▸ **Given problem**: Beginning with the line where "Exercise. Mark the clear" appears, repeat every remaining line of the entries exactly, the last line included.

-- Begin --

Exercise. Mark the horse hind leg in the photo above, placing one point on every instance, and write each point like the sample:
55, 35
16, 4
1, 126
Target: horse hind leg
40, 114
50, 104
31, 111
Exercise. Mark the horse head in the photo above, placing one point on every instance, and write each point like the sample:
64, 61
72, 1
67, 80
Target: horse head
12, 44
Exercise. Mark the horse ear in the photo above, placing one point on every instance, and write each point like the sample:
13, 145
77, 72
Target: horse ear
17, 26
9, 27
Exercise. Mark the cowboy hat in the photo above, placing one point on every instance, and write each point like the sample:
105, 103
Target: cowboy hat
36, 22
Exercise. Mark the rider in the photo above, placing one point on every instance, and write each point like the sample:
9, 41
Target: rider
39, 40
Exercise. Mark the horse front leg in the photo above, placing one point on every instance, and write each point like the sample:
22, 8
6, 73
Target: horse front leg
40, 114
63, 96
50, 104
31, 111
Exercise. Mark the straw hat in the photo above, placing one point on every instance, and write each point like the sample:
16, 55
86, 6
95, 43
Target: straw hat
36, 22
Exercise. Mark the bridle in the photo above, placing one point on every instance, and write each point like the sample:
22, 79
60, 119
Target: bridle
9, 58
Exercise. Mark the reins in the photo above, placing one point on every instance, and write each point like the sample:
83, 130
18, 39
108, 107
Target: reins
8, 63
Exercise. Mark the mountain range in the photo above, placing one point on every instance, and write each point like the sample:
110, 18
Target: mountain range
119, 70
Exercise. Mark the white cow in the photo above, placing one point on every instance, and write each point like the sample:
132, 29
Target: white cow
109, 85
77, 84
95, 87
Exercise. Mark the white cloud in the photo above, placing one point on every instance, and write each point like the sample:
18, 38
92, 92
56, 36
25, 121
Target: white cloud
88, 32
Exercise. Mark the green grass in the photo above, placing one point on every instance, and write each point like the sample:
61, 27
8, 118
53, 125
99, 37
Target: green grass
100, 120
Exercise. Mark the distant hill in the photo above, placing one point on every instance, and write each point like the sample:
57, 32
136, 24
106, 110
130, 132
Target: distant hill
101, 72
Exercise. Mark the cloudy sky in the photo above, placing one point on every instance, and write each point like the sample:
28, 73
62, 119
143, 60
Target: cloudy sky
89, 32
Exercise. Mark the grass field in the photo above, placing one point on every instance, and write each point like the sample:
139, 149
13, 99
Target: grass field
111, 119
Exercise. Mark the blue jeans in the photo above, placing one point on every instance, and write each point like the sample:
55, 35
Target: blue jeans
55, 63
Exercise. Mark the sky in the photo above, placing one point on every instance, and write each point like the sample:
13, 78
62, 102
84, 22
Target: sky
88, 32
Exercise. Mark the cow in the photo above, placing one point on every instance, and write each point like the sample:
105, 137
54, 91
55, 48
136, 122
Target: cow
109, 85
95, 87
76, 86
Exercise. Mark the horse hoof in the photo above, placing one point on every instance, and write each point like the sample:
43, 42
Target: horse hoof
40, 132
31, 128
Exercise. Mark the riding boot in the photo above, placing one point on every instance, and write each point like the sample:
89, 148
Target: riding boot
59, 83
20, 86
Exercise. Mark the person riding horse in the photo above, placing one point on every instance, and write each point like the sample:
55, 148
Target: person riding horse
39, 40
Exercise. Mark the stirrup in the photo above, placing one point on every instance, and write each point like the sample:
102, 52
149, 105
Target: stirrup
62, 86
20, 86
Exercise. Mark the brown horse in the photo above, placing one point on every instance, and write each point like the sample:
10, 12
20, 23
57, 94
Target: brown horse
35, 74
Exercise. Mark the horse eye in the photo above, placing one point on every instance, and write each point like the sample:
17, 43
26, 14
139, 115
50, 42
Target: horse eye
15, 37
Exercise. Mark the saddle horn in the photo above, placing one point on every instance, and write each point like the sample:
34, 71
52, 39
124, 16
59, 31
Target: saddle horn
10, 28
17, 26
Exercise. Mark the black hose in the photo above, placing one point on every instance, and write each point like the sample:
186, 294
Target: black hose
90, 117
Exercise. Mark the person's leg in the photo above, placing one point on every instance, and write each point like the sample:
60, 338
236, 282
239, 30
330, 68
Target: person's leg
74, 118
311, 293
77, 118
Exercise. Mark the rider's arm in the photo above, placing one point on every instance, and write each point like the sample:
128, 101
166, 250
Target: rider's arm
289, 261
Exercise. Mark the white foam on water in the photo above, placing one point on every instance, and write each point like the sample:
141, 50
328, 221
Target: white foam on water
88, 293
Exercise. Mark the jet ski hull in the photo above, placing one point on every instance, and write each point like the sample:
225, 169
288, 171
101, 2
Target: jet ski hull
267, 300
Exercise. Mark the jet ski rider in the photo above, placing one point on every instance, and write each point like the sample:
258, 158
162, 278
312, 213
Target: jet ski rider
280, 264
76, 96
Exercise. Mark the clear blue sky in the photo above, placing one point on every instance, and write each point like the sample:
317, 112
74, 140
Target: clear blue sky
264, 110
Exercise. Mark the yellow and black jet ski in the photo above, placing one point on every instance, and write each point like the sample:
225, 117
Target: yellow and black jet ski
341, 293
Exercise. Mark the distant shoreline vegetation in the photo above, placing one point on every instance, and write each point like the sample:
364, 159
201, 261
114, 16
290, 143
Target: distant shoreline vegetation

-- End --

▸ **Task response**:
Exercise. Mark the clear blue sky in the photo above, placing one point on every instance, and write each point like the sample:
317, 112
74, 140
Target: clear blue sky
264, 110
Exercise. Mark the yellow and black jet ski in the photo above, placing one point on every instance, and write each point like the sample:
225, 117
Target: yellow and black jet ski
341, 293
Exercise. Mark the distant shoreline vegetation in the photo above, placing one point on every instance, and write each point like the sample:
364, 159
201, 261
114, 16
290, 143
Target: distant shoreline vegetation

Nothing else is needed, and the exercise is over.